## PAGE TEXT
↓
When the land bridge of Gibraltar gave way about 4 million years ago, a volume of water equal to three or four hundred Niagaras started flowing into the basin, refilling the Mediterranean in about a century. It must have been quite a show for our hominid ancestors grunting around for roots and berries on the slopes of the Atlas Mountains in North Africa —("Holy Archaeopteryx! Look at all that wet stuff! I'd better evolve some brains, learn how to use tools and start building a raft!")
Since the time of the Romans, volcanic and geothermal disturbances in the area, as well as the general worldwide rise in sea level have changed the Bay of Naples. Remnants of Roman villas have been found offshore, and the docks of the Roman port facility, Portus Iulius (near Pozzuoli), are now underwater. At the height of the Empire, it was the main port for the Western Roman "Praetorian" fleet. This facility connected the sea, by man-made canal, with the two nearby lakes, Averno and Lucrino, as well as with the small Bay of Miseno at the western end of the gulf.
Monte Nuovo
The recent (1538) volcanic appearance of Monte Nuovo destroyed much of Lake Lucrino. Some slipshod, recent maps of Roman Pozzuoli show the anachronism of Monte Nuovo, making it impossible today to realize that at the time of the Romans no such mountain existed. Instead, there was a much larger lake, now little more than a pleasant puddle, which was a training lake for Roman ships. Also, some Roman roads in the area can no longer be traced along their entire length. The via Domiziana, for example, a main artery from Rome to Naples, tunneled beneath the Posillipo hill on the west end of the Bay of Naples; then, it came out and ran along the sea again. That seaside stretch of road is now covered by water.
(See the main article
on Monte Nuovo.)
Volcanism in in the Bay
the Solfara - part of the Campi
Flegrei
(left & right)
The island
of Ischia, the first Greek settlement in the bay, is
dominated by Mt. Epomeo, once believed to
be a deeply eroded central volcanic crater. In 1930,
however, the Swiss vulcanologist, Alfred Rittmann,
established that the greenish tufa rocks of Epomeo are
not the remains of a crater, but the products of a
powerful eruption that were thrust up and broken into
blocks (called "uplifted horst"). Other volcanic
eruptions in the 1300s on Ischia, however, destroyed
villages and forced inhabitants to flee to the mainland.
Volcanic activity on Ischia is what presumably drove the
original Greek settlers away in the first place, forcing
them to move to the mainland, where they founded Cuma half
a millennium before Christ. Also volcanic in origin,
the nearby, low-lying island of Procida has its own small
satellite isle of Vivara, obviously part of the rim of a
crater. (It was also the site of a Mycenean Greek trading
post, founded centuries before the "original" Greeks got
to the area!) (Also see Pithecusa)
↑
## EXCERPTED RECORDS
↓
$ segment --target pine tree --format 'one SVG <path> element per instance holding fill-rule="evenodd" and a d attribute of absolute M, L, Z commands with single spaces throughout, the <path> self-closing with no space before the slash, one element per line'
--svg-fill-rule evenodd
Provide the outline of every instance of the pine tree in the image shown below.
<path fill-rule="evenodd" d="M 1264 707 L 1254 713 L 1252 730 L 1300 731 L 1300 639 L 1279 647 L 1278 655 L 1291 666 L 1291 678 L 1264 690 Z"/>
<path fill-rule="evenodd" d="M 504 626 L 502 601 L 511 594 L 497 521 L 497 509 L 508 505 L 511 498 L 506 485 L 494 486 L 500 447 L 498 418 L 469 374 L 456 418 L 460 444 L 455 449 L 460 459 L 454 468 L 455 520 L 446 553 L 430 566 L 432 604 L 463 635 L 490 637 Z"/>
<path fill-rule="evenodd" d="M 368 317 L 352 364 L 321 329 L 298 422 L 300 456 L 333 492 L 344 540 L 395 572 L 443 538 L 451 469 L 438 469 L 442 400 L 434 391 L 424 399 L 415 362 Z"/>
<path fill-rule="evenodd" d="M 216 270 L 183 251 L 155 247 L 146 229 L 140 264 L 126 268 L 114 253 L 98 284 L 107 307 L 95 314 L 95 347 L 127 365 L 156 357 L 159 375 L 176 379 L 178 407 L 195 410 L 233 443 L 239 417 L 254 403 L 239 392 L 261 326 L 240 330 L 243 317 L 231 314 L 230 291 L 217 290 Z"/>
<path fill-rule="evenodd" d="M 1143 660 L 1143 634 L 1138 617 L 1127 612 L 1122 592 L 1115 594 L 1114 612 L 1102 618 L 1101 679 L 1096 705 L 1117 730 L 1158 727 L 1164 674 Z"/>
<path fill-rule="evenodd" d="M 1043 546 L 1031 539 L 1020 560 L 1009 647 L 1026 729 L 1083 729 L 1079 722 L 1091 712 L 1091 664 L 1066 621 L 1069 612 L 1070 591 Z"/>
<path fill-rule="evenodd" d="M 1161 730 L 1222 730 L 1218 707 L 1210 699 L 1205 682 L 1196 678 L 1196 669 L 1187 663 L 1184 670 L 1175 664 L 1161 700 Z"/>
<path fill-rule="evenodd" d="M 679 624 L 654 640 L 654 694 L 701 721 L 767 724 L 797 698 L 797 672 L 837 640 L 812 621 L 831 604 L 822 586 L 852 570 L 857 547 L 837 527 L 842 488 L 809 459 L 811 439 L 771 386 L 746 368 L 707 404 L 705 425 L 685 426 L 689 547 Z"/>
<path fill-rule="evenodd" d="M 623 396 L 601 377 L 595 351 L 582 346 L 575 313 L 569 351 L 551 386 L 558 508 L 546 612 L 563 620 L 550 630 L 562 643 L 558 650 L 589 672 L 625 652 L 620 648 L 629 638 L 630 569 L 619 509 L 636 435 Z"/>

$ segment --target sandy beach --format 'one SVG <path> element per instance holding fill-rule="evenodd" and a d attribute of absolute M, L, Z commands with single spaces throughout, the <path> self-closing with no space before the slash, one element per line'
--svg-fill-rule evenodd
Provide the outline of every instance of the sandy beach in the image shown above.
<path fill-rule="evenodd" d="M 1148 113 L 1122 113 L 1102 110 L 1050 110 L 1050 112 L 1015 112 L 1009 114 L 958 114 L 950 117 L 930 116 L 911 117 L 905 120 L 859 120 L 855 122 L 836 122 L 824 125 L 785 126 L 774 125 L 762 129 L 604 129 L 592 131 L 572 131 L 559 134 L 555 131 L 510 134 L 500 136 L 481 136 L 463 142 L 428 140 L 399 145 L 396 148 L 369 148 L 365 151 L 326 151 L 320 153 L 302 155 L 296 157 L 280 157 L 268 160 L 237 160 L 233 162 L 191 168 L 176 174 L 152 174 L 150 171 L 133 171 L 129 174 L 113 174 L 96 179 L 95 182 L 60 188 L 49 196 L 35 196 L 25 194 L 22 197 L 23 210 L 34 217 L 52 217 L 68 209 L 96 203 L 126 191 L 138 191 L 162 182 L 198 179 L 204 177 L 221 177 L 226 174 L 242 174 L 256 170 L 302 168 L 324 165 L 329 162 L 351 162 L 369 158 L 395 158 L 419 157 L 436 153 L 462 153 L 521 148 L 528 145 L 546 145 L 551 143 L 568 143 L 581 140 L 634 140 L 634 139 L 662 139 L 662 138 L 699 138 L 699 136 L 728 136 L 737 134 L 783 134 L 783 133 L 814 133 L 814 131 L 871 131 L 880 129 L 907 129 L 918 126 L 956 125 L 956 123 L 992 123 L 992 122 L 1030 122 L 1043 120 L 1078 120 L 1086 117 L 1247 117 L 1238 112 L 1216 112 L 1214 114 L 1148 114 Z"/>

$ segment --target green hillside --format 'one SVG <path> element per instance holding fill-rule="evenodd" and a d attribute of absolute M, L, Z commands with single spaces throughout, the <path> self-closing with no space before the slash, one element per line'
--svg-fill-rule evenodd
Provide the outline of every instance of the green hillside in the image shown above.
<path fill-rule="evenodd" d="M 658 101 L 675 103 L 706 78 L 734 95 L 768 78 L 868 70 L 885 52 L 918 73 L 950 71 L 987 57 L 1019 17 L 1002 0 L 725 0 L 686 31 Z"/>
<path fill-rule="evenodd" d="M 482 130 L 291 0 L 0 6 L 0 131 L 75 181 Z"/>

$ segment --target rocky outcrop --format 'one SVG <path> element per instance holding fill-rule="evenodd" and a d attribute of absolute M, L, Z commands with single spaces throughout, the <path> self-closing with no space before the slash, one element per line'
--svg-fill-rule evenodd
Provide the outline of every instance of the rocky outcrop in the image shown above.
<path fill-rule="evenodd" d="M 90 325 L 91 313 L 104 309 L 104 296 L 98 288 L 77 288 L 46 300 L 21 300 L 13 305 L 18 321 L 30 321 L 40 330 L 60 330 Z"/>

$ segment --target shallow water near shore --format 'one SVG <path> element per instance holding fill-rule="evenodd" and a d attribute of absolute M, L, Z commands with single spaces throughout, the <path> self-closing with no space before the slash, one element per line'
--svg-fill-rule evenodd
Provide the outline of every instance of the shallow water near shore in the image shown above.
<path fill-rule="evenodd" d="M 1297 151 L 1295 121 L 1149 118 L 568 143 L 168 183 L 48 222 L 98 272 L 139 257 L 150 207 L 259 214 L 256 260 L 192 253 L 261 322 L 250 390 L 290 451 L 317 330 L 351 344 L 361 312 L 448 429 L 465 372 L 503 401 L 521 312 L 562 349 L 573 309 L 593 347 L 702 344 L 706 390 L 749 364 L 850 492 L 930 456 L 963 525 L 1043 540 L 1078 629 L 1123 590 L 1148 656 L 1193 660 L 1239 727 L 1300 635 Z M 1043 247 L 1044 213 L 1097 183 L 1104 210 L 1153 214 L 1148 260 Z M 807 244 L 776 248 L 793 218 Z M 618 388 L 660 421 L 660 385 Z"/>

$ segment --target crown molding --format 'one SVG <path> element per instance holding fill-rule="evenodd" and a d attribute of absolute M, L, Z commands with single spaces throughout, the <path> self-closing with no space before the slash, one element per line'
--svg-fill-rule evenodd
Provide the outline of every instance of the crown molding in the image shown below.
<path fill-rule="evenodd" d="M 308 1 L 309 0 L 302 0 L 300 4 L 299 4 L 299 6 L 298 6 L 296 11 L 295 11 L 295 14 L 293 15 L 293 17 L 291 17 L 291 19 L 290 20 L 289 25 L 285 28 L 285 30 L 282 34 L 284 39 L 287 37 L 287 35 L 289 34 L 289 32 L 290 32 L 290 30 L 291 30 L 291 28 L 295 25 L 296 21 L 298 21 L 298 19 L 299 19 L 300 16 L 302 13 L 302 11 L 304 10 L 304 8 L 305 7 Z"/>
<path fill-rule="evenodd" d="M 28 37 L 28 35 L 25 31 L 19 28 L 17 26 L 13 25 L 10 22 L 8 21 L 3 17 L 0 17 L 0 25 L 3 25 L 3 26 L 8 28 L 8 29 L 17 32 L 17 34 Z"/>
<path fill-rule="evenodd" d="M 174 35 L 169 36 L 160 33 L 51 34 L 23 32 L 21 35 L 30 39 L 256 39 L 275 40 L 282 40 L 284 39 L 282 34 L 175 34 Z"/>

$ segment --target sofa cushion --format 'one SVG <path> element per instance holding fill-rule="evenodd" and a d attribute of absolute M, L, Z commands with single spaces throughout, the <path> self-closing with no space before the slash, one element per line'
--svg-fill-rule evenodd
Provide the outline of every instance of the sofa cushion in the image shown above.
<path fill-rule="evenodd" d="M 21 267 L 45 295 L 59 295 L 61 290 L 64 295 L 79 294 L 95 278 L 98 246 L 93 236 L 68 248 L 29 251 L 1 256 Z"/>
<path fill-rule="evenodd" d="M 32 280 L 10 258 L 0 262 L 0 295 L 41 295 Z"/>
↑
## REQUIRED TASKS
1. Summarize the passage on the Bay of Naples in two sentences.
2. Carry on the passage on the Bay of Naples from its final line.
The rows have no connection to the passage on the Bay of Naples.

## ANSWERS FOR THE EXERCISE
1. Since Roman times, volcanic and geothermal disturbances and a worldwide rise in sea level have changed the Bay of Naples, leaving Roman villas, the docks of Portus Iulius, and a seaside stretch of the via Domiziana underwater, while the appearance of Monte Nuovo in 1538 destroyed much of Lake Lucrino. Volcanism also shaped the bay's islands: Alfred Rittmann established in 1930 that Ischia's Mt. Epomeo consists of uplifted blocks from a powerful eruption rather than the remains of a crater, and Procida's satellite isle of Vivara is part of a crater rim.

2.
Capri is not
volcanic, but was formed by the same general tectonic
plate upthrust that formed the Sorrentine peninsula. When
times and sea levels were much different, Capri was an
extension of the Sorrentine peninsula. The presumed land
bridge may account for the remains of mammoth elephants on
Capri. (But, then, elephants can swim. Pay your money and
take your choice.) Finally, have a look at the cliff face
as you drive along the peninsula. Note how the strata of
the rock face angle up out of the sea and make a mountain.
That's all part of a tectonic plate.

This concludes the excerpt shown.